● Challenge 1:
Copy the Git course summary below word for word, in full.

* BEGIN Supplied text *

In summary, we learned how to install Git on Linux, Windows, and Mac systems, as well as how to configure Git by adding our username and email address as global settings to Git, and even how to set individual settings to specific projects. We then learned how to initialize a Git repository by using the git init command to our existing recipe project. This command added a .git subdirectory to our project that contains the necessary metadata for Git that works behind the scenes. We then learned about the two Git helper guides, with one being a full Git manual that details the Git porcelain commands, which consists of the basic most common Git commands, and the more advanced plumbing commands, which are used as building blocks for creating scripts and tools. We were then introduced to GitHub, and learned that it's a web-based Git repository hosting service, and learned how to push a project repository to GitHub. We can then access our project from any computer or supported device that we have internet access to. When we pushed our repository to GitHub, we used the git add and git push commands to accomplish certain tasks. Git then responded back with information on what just happened. In the next module, we're going to dive more into Git commands such as these, and learn more about what they do and what the information actually means that Git responds back with. These next Git commands are referred to as the common porcelain Git commands that we referenced earlier. This next module is pretty important, so sit back, adjust your seat, and get ready to master Git.

* END Supplied text *

● Challenge 2:
Count the lines in the records below that contain the string "path". Reply with only that number.

* BEGIN Data entries *

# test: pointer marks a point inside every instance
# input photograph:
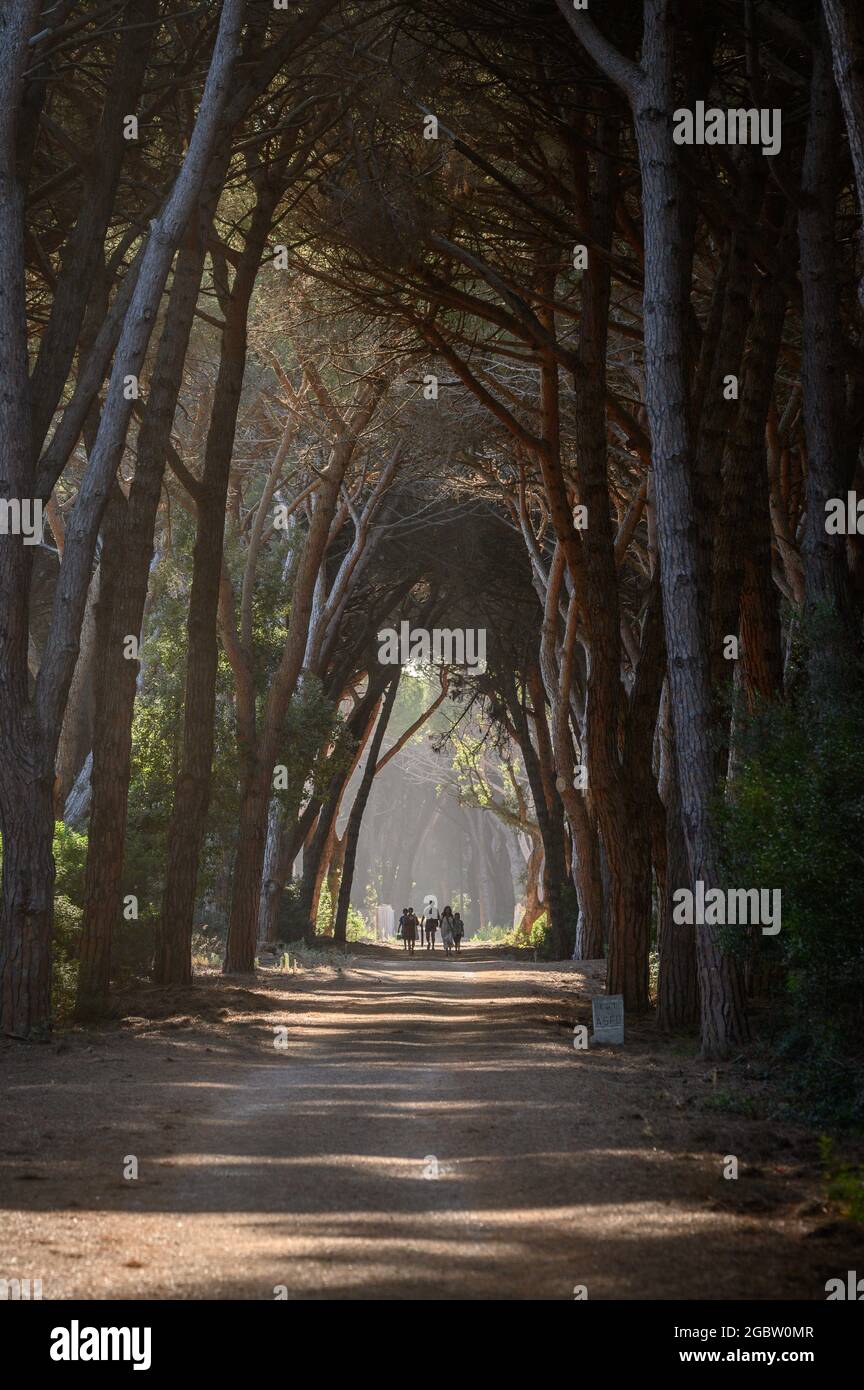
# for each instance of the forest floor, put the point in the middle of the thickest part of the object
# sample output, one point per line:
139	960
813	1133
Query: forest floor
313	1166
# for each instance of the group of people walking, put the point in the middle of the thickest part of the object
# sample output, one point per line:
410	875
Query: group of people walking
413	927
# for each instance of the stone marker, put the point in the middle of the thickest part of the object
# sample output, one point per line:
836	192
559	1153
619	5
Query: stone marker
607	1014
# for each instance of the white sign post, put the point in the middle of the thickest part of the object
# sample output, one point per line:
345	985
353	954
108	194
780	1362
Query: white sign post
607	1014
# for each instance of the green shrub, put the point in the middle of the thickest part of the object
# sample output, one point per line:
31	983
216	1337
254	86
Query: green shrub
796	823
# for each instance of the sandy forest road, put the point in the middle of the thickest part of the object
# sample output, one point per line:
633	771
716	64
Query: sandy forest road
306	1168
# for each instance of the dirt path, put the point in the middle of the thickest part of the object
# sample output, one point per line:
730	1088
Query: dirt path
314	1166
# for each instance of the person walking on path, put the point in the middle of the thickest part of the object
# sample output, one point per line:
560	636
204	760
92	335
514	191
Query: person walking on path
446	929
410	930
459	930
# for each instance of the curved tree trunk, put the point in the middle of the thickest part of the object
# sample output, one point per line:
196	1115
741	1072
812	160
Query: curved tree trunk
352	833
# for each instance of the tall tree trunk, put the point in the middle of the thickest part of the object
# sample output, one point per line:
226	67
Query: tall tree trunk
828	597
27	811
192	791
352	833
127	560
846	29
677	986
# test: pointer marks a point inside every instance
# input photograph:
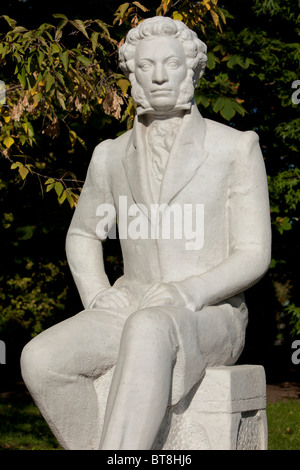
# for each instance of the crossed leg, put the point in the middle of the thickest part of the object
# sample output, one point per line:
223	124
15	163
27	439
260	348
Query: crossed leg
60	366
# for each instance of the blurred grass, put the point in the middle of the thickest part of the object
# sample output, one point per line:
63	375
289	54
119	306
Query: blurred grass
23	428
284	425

* END Data entries *

● Expected output 1:
In summary, we learned how to install Git on Linux, Windows, and Mac systems, as well as how to configure Git by adding our username and email address as global settings to Git, and even how to set individual settings to specific projects. We then learned how to initialize a Git repository by using the git init command to our existing recipe project. This command added a .git subdirectory to our project that contains the necessary metadata for Git that works behind the scenes. We then learned about the two Git helper guides, with one being a full Git manual that details the Git porcelain commands, which consists of the basic most common Git commands, and the more advanced plumbing commands, which are used as building blocks for creating scripts and tools. We were then introduced to GitHub, and learned that it's a web-based Git repository hosting service, and learned how to push a project repository to GitHub. We can then access our project from any computer or supported device that we have internet access to. When we pushed our repository to GitHub, we used the git add and git push commands to accomplish certain tasks. Git then responded back with information on what just happened. In the next module, we're going to dive more into Git commands such as these, and learn more about what they do and what the information actually means that Git responds back with. These next Git commands are referred to as the common porcelain Git commands that we referenced earlier. This next module is pretty important, so sit back, adjust your seat, and get ready to master Git.

● Expected output 2:
4